%%

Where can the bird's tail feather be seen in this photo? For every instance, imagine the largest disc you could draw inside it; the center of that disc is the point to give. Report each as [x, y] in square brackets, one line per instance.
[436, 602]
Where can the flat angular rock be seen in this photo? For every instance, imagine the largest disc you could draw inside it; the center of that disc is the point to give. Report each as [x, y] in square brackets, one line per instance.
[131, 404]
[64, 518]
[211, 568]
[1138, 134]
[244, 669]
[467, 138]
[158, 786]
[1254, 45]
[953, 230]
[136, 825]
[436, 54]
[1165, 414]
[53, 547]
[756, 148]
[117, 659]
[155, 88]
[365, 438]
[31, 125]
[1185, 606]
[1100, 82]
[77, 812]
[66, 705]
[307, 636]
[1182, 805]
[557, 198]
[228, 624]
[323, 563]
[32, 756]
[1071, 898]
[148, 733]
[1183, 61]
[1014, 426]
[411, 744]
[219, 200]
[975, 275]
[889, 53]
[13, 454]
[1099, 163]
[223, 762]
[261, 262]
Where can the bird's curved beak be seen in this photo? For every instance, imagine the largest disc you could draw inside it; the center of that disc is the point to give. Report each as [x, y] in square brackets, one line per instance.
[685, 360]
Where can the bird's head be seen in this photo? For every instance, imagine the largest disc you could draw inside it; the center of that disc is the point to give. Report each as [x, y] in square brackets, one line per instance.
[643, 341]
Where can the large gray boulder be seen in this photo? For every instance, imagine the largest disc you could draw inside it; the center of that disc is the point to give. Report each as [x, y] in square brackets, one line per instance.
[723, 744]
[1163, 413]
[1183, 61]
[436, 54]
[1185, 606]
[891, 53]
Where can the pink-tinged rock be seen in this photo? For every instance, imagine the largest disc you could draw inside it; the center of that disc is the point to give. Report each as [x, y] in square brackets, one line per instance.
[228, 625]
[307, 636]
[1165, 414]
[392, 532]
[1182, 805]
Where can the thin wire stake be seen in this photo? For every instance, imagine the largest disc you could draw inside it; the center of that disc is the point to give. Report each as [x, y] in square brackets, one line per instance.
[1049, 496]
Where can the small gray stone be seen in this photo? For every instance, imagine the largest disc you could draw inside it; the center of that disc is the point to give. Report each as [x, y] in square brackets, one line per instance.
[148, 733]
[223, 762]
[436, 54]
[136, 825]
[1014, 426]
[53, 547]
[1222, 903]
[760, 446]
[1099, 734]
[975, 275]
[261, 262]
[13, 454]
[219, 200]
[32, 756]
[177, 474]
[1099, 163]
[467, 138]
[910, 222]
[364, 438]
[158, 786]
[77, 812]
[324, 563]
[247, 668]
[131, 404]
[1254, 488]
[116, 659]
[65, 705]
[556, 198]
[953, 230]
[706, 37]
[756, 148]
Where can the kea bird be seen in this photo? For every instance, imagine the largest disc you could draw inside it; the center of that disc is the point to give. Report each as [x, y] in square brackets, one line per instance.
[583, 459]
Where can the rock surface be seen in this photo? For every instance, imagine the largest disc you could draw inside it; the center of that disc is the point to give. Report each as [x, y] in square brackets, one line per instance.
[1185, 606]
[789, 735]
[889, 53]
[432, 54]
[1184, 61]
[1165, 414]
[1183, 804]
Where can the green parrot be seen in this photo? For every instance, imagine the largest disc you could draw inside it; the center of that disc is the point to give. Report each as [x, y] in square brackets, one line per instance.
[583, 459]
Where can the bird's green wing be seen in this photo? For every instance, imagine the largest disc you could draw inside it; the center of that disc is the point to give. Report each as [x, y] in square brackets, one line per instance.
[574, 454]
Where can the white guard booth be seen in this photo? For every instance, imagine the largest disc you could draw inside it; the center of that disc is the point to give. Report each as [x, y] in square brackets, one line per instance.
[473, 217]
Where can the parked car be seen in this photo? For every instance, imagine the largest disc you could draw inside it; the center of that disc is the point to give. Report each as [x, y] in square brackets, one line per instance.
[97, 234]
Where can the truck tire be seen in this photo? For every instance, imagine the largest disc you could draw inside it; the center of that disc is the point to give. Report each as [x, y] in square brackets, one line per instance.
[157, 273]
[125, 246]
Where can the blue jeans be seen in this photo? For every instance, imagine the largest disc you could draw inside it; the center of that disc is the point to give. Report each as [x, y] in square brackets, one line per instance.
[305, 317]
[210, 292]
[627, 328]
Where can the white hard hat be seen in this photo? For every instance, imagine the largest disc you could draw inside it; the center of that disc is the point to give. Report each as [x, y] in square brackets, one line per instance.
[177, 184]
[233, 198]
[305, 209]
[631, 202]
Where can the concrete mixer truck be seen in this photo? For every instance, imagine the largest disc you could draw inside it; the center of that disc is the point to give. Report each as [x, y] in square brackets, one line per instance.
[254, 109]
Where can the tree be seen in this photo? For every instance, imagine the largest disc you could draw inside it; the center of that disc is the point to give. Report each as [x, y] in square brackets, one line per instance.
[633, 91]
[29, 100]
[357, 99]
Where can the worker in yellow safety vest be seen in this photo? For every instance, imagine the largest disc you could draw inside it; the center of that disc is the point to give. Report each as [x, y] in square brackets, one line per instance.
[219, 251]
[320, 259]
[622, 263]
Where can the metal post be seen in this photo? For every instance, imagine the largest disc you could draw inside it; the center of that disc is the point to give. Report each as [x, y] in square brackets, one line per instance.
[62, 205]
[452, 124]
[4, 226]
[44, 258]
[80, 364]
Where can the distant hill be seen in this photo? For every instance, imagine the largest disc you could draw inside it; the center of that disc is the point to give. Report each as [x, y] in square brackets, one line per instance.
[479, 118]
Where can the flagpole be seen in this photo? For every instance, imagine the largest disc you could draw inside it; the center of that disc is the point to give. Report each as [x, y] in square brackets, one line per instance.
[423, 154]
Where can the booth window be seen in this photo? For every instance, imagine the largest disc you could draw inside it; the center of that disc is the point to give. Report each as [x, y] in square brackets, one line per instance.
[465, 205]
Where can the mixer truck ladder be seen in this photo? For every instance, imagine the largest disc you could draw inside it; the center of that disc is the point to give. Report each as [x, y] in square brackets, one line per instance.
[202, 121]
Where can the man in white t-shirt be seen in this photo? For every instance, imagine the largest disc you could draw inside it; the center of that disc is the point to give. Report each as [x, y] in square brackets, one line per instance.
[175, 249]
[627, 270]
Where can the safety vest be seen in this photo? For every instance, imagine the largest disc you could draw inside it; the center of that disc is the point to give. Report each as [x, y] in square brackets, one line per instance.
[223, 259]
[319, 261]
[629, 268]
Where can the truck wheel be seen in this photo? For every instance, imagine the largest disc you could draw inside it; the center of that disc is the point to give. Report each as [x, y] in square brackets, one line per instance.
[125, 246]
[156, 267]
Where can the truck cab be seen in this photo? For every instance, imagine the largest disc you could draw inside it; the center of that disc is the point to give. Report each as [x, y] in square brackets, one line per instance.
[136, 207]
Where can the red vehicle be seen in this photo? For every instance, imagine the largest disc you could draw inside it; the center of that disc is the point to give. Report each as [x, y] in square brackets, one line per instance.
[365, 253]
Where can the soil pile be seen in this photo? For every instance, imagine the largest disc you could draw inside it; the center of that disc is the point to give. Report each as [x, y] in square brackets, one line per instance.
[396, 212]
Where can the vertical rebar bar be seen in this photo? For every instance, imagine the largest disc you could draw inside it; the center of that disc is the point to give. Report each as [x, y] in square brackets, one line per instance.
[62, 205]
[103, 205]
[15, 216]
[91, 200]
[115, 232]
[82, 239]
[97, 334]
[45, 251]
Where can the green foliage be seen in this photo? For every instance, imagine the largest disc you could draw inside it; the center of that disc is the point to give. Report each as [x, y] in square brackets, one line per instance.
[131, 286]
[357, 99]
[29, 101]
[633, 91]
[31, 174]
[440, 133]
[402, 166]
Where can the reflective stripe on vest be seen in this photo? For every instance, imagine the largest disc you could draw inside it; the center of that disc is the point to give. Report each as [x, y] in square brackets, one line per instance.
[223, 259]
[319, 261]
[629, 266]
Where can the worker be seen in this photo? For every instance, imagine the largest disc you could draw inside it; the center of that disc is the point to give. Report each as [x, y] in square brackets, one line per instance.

%%

**Directions**: Update the stretch of data from the line containing "Where can the small" through the line containing "[1183, 804]" by replacing "disc" with "circle", and return those lines with nothing else changed.

**Answer to the problem**:
Where can the small gray stone be seen in this photo? For every instance, imagine the largest circle you could draw inside it; the center of that circle is the point to give. Report each as [x, y] in square brackets, one line per instance.
[148, 733]
[223, 762]
[436, 54]
[136, 825]
[1014, 426]
[53, 547]
[1222, 903]
[760, 446]
[1099, 734]
[975, 275]
[261, 262]
[13, 454]
[219, 200]
[32, 756]
[177, 474]
[1099, 163]
[467, 138]
[910, 222]
[364, 438]
[158, 786]
[77, 812]
[324, 563]
[247, 668]
[131, 404]
[1254, 488]
[116, 659]
[65, 705]
[556, 198]
[953, 230]
[706, 37]
[756, 148]
Where can the kea bird be seen in this photo? For every instance, imagine the largest circle you could draw inside it; the center of that circle is the point to give. Report each as [x, y] in square brackets, one line per instance.
[583, 459]
Where can the rock surface be seen in this photo? For every instance, imagine the largest circle you could draw inside it; the center of that circle is the point to give. Report each as [x, y] in square brackets, one line per instance.
[1185, 606]
[789, 735]
[889, 53]
[432, 54]
[1184, 61]
[1165, 414]
[1183, 804]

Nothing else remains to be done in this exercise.